[Photo-based referring expression data]
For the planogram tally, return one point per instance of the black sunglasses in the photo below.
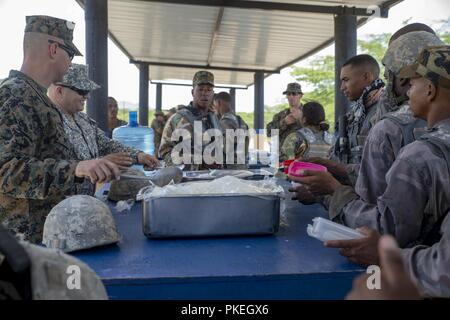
(81, 92)
(68, 50)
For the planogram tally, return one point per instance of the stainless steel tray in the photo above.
(211, 215)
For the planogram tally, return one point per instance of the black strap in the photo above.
(15, 271)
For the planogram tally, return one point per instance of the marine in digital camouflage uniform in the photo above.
(417, 195)
(203, 84)
(158, 128)
(88, 140)
(394, 130)
(279, 119)
(35, 167)
(359, 118)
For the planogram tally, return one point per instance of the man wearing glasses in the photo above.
(88, 140)
(37, 162)
(288, 120)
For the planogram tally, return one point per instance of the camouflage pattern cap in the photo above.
(78, 77)
(404, 50)
(433, 64)
(55, 27)
(293, 87)
(203, 77)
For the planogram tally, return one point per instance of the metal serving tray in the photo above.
(211, 215)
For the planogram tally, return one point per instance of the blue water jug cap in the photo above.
(132, 119)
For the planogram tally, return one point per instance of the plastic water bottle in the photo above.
(136, 136)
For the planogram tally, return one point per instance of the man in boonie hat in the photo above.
(288, 120)
(87, 139)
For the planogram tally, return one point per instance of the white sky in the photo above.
(124, 77)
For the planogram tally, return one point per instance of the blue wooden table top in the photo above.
(290, 256)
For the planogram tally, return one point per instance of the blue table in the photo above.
(288, 265)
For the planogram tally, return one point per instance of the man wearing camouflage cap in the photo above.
(420, 173)
(88, 140)
(198, 110)
(288, 120)
(38, 167)
(424, 168)
(394, 130)
(158, 127)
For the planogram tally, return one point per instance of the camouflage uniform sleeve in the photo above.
(277, 123)
(176, 121)
(400, 216)
(107, 146)
(22, 175)
(352, 173)
(429, 266)
(380, 150)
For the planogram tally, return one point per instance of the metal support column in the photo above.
(158, 97)
(96, 16)
(143, 94)
(258, 116)
(233, 99)
(345, 47)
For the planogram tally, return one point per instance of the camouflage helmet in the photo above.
(125, 189)
(203, 77)
(79, 222)
(50, 275)
(78, 77)
(54, 27)
(293, 87)
(433, 63)
(404, 50)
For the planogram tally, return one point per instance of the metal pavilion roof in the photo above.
(232, 38)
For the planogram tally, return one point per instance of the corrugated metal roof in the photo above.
(168, 32)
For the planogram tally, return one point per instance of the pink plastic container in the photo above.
(296, 166)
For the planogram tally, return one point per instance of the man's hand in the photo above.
(98, 170)
(147, 160)
(121, 159)
(362, 251)
(395, 283)
(317, 182)
(335, 168)
(303, 195)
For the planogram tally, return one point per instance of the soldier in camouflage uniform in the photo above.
(197, 111)
(361, 84)
(288, 120)
(38, 166)
(88, 140)
(230, 121)
(396, 129)
(158, 127)
(420, 170)
(313, 140)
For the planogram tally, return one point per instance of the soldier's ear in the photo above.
(432, 90)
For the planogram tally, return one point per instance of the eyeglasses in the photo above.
(68, 50)
(81, 92)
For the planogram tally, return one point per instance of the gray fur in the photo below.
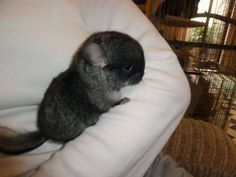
(75, 99)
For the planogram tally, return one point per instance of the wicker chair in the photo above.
(202, 149)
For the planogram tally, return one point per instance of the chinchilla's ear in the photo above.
(95, 55)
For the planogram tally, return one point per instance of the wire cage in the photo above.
(202, 34)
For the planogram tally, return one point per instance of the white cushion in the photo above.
(38, 39)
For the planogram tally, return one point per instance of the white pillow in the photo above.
(39, 40)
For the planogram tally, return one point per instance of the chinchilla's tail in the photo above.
(15, 143)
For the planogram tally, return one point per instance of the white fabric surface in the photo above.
(37, 40)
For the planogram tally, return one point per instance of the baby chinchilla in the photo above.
(105, 62)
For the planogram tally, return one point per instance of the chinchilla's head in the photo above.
(117, 56)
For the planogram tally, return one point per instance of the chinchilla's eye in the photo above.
(127, 67)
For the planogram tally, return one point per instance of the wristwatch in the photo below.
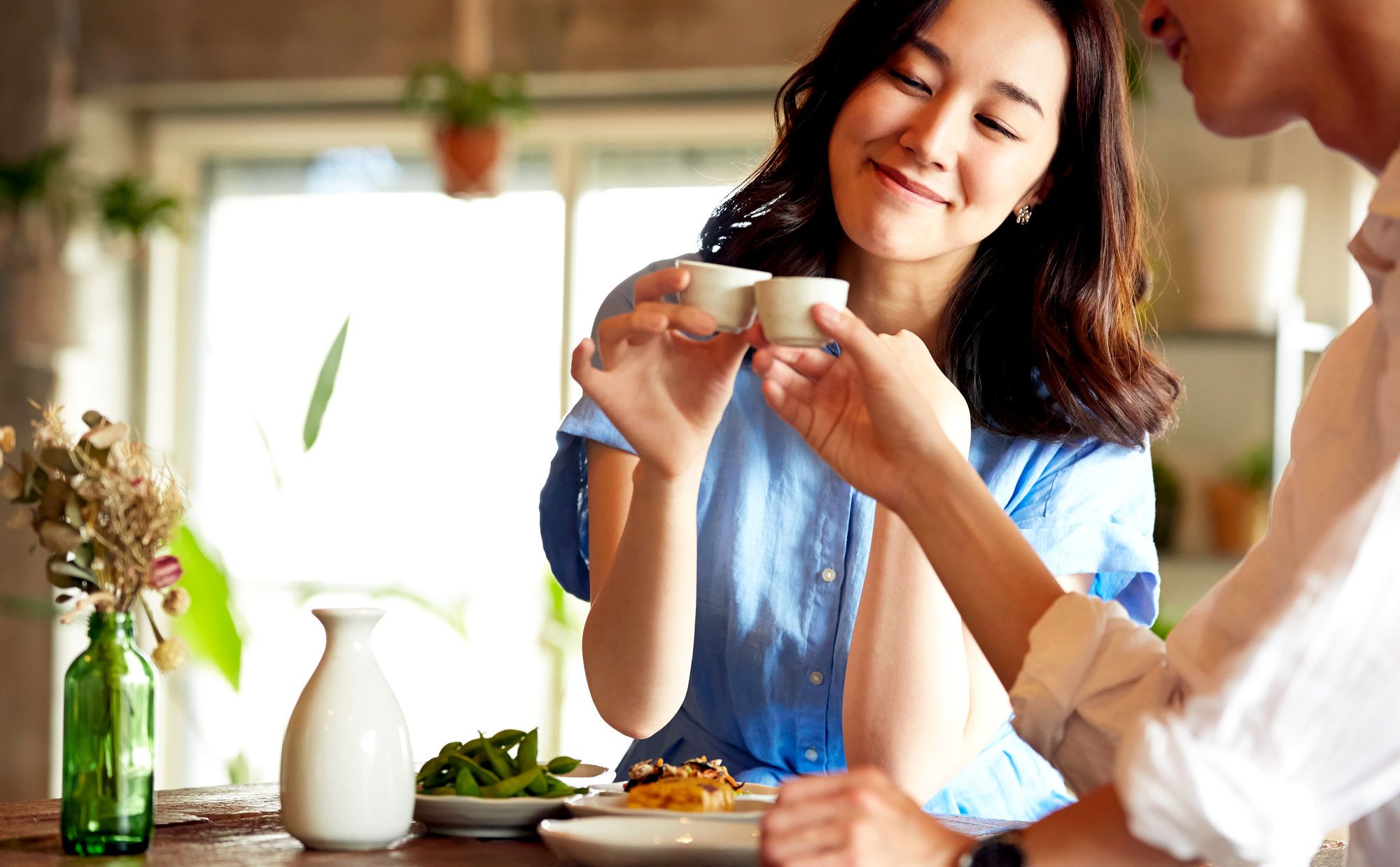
(1002, 851)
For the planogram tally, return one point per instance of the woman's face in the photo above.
(936, 151)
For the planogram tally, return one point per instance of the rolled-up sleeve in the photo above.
(1090, 677)
(564, 504)
(1306, 732)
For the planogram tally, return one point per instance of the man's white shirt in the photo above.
(1273, 712)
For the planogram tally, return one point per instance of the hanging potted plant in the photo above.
(131, 208)
(468, 123)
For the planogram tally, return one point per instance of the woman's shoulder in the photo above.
(1027, 473)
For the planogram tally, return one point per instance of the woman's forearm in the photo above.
(640, 630)
(906, 702)
(1090, 834)
(997, 582)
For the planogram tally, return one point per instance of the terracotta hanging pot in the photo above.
(1240, 518)
(470, 159)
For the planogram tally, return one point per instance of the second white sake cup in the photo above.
(786, 307)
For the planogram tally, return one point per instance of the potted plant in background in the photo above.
(130, 207)
(104, 511)
(470, 117)
(1240, 504)
(1167, 483)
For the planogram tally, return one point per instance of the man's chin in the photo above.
(1236, 121)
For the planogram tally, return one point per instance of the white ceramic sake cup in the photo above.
(723, 292)
(786, 307)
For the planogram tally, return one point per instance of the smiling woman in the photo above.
(747, 603)
(981, 110)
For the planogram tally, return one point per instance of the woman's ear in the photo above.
(1041, 191)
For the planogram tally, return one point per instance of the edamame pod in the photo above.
(507, 739)
(474, 749)
(528, 756)
(429, 772)
(513, 786)
(482, 775)
(498, 763)
(467, 785)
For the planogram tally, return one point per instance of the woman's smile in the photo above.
(905, 188)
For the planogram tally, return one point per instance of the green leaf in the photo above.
(209, 625)
(326, 384)
(71, 576)
(131, 205)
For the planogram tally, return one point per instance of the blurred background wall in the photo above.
(310, 197)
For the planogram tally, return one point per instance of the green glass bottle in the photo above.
(108, 743)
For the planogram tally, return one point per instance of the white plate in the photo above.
(614, 803)
(460, 816)
(645, 842)
(751, 791)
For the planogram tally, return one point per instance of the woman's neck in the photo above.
(898, 296)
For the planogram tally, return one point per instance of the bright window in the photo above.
(421, 495)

EXERCISE REQUIREMENTS: Could you write out the records again exactly, omitting each image?

ANSWER TO THE PROBLEM:
For the planogram tally, return one point per instance of the black sunglasses in the photo below.
(81, 92)
(68, 50)
For the planogram tally, return one point per instance of the stainless steel tray in the photo above.
(211, 215)
For the planogram tally, return one point per instance of the black strap in the photo above.
(15, 271)
For the planogram tally, return one point per instance of the marine in digital camouflage uniform in the photo above.
(417, 195)
(203, 84)
(158, 128)
(88, 140)
(394, 130)
(279, 119)
(35, 167)
(359, 118)
For the planogram tally, return one point per instance of the man wearing glasses in the photo above.
(88, 140)
(37, 162)
(288, 120)
For the planogram tally, return one point per instance of the camouflage pattern cap in the photo above.
(78, 77)
(404, 50)
(433, 64)
(55, 27)
(293, 87)
(203, 77)
For the planogram tally, return one point per instance of the metal serving tray in the photo above.
(211, 215)
For the planogram tally, return one point per instance of the blue water jug cap in the photo above.
(132, 119)
For the planogram tally, return one point per instance of the plastic water bottle in the photo above.
(136, 136)
For the planogram tally, return one point per instance of the man in boonie hat in the photo above.
(288, 120)
(87, 139)
For the planogram tally, return one point per instance of the white sky in the photo above.
(124, 77)
For the planogram tally, return one point per instance of the blue wooden table top in the photo above.
(290, 256)
For the planogram tally, return one point per instance of the blue table in the photo above.
(288, 265)
For the planogram tally, return one point per instance of the man wearing camouflage cap in the photo above.
(420, 173)
(88, 140)
(198, 110)
(288, 120)
(38, 167)
(424, 168)
(394, 130)
(158, 127)
For the planogram tally, return one point per instance of the camouflage uniform sleeve in the photo above.
(277, 123)
(176, 121)
(400, 216)
(107, 146)
(22, 175)
(352, 173)
(429, 266)
(380, 150)
For the planogram tally, return one point per instance of the metal support column in the photo above.
(158, 97)
(96, 16)
(143, 94)
(258, 116)
(233, 99)
(345, 47)
For the planogram tally, return one point per instance of the camouflage helmet in the photo above.
(125, 189)
(203, 77)
(79, 222)
(50, 275)
(78, 77)
(54, 27)
(293, 87)
(433, 63)
(404, 50)
For the planogram tally, return one point per instance of the metal pavilion roof in the photo above.
(232, 38)
For the planogram tally, return one point per instance of the corrugated metal roof in the photo above.
(168, 32)
For the planogram tally, return one point per instance of the pink plastic container in the photo above.
(296, 166)
For the planogram tally, return one point per instance of the man's hand in the photo above.
(98, 170)
(147, 160)
(121, 159)
(362, 251)
(395, 283)
(317, 182)
(335, 168)
(303, 195)
For the planogram tally, return one point per instance of the soldier in camouflage uniform in the photo above.
(197, 111)
(361, 84)
(288, 120)
(38, 166)
(88, 140)
(230, 121)
(396, 129)
(158, 127)
(420, 170)
(313, 140)
For the planogram tally, return one point per instance of the soldier's ear in the photo above.
(432, 90)
For the planogram tally, return one point per instance of the eyeglasses in the photo above.
(68, 50)
(81, 92)
For the planogram tally, return one point per instance of the gray fur in the photo below.
(75, 99)
For the planogram tally, return one point per instance of the wicker chair in the photo above.
(202, 149)
For the planogram tally, return one point per instance of the chinchilla's ear in the photo above.
(95, 55)
For the planogram tally, return one point per instance of the wire cage in the photo above.
(202, 34)
For the planogram tally, return one point per instance of the white cushion in the photo above.
(38, 39)
For the planogram tally, return one point per instance of the white pillow in the photo above.
(39, 40)
For the planogram tally, return one point per instance of the chinchilla's tail in the photo above.
(15, 143)
For the planogram tally, return one point per instance of the white fabric surface in the photo above.
(37, 40)
For the planogram tally, return one point per instance of the baby chinchilla in the photo above.
(105, 62)
For the planogram tally, return one point per instance of the chinchilla's head in the photo above.
(117, 56)
For the planogram tally, return one point per instance of the chinchilla's eye in the photo above.
(127, 67)
For the planogram tally, return one point per instance of the wristwatch in the photo below.
(1002, 851)
For the planogram tally, return one point per instance of the woman's face in the photo above.
(936, 151)
For the planogram tally, return one point per instance of the rolled-up sleeve in the photo above.
(1090, 677)
(564, 504)
(1306, 732)
For the planogram tally, return one point per instance of the man's white shirt in the photo above.
(1273, 712)
For the planogram tally, return one point per instance of the hanging potted plant in the photo above.
(131, 208)
(468, 123)
For the planogram tally, return one point per instance of the woman's shoulder in the photo above.
(1027, 473)
For the planogram tally, return one point per instance of the woman's forearm in the photo above.
(640, 630)
(906, 702)
(1090, 834)
(997, 582)
For the planogram tally, return one point per instance of the terracotta hanging pot in the photo above.
(1240, 518)
(470, 159)
For the planogram tally, return one point per instance of the second white sake cup in the photo above.
(786, 307)
For the planogram tally, return one point per instance of the potted plant in background in the photo above.
(130, 207)
(104, 511)
(470, 117)
(1240, 504)
(1167, 483)
For the planogram tally, return one point per instance of the man's chin in the photo above.
(1236, 121)
For the planogram tally, return one point per instance of the white ceramic sake cup in the photo above.
(723, 292)
(786, 307)
For the planogram tally, return one point per instance of the smiling woman in the photo above.
(747, 603)
(981, 110)
For the planogram tally, return one point per instance of the woman's ear in the photo above.
(1041, 191)
For the planogram tally, return one point per instance of the edamame pod in the photo above.
(507, 739)
(474, 749)
(528, 756)
(429, 772)
(513, 786)
(482, 775)
(498, 763)
(467, 785)
For the planogram tally, return one point per instance of the woman's smile in the photo above.
(905, 188)
For the planogram tally, return one point per instance of the green leaf in the photo above.
(209, 625)
(326, 384)
(71, 576)
(131, 205)
For the planogram tally, return one point per instance of the blurred background wall in the photo above.
(310, 197)
For the planogram tally, return one point per instance of the green glass bottle in the photo above.
(108, 743)
For the planogram tally, return one point per instance of the white plate in the photo above.
(614, 803)
(460, 816)
(645, 842)
(751, 791)
For the planogram tally, return one point per instance of the woman's neck in the photo above.
(898, 296)
For the planogram tally, return one point per instance of the bright window in the photo above.
(421, 495)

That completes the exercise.